- **Отрывок**:
● ● ● ●

1. Субъект речи и субъект сознания совпадают. Сюда относятся все случаи прямого авторского слова (собственно авторское повествование). Сюда же отнесем и довольно простые случаи, когда в тексте два субъекта речи и два же субъекта сознания.
Он мыслит: «Буду ей спаситель.
Не потерплю, чтоб развратитель
Огнем и вздохов и похвал
Младое сердце искушал;
Чтоб червь презренный, ядовитый
Точил лилеи стебелек;
Чтобы двухутренний цветок
Увял еще полураскрытый».
Все это значило, друзья:
С приятелем стреляюсь я.
Как видим, признаки прямой речи обозначены, и самая речь Ленского отделена от авторской. Голос автора и голос героя не сливаются.
2. Более сложный случай. Субъект речи один, но выражаются два сознания (сознание двоих): в данном примере – автора и героя.
Он пел любовь, любви послушный,
И песнь его была ясна,
Как мысли девы простодушной,
Как сон младенца, как луна
В пустынях неба безмятежных,
Богиня тайн и вздохов нежных.
Он пел разлуку, и печаль,
И нечто, и туманну даль,
И романтические розы...

● ● ● ●

- **Исходные данные**:
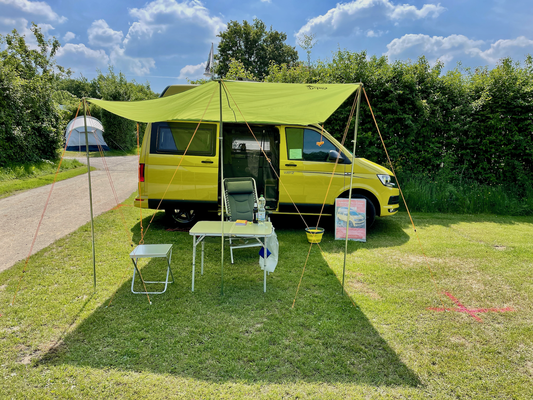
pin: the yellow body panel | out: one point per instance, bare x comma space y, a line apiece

● ● ● ●

- **Письменные задания**:
• a. Перепишите из отрывка о субъекте речи и субъекте сознания всё, начиная со слов «1. Субъект речи» и вниз до слов «автора и героя.».
• b. Напишите продолжение отрывка о субъекте речи и субъекте сознания, начав сразу после его последней строки.

- **Ответы**:
• a.
1. Субъект речи и субъект сознания совпадают. Сюда относятся все случаи прямого авторского слова (собственно авторское повествование). Сюда же отнесем и довольно простые случаи, когда в тексте два субъекта речи и два же субъекта сознания.
Он мыслит: «Буду ей спаситель.
Не потерплю, чтоб развратитель
Огнем и вздохов и похвал
Младое сердце искушал;
Чтоб червь презренный, ядовитый
Точил лилеи стебелек;
Чтобы двухутренний цветок
Увял еще полураскрытый».
Все это значило, друзья:
С приятелем стреляюсь я.
Как видим, признаки прямой речи обозначены, и самая речь Ленского отделена от авторской. Голос автора и голос героя не сливаются.
2. Более сложный случай. Субъект речи один, но выражаются два сознания (сознание двоих): в данном примере – автора и героя.

• b.
Обратите внимание, что здесь, в последних трех стихах, автор явно иронизирует над поэзией Ленского: выделенные курсивом слова таким образом отделяются от автора как чужие, и в них можно усмотреть еще аллюзию на два литературных источника. (Аллюзия – скрытый намек на подразумеваемый, но впрямую не обозначенный литературный источник. Читатель должен угадать, на какой именно.) «Туманна даль» – одна из распространенных романтических формул, но возможно, что Пушкин имел в виду и статью В.К. Кюхельбекера 1824 г. «О направлении нашей поэзии, особенно лирической, в последнее десятилетие». В ней автор сетовал на то, что романтическая элегия вытеснила героическую оду, и писал: «Картины везде одни и те же: луна, которая – разумеется – уныла и бледна, скалы и дубравы, где их никогда не бывало, лес, за которым сто раз представляют заходящее солнце, вечерняя заря, изредка длинные тени и привидения, что-то невидимое, что-то неведомое, пошлые иносказания, бледные, безвкусные олицетворения... в особенности же – туман: туманы над водами, туманы над бором, туманы над полями, туман в голове сочинителя». Другое же выделенное у Пушкина слово – «нечто» – указывает на отвлеченность романтических образов, а может быть, даже на «Горе от ума», в котором Ипполит Маркелыч Удушьев производит на свет «ученый трактат» под названием «Взгляд и нечто» – бессодержательное, пустое сочинение.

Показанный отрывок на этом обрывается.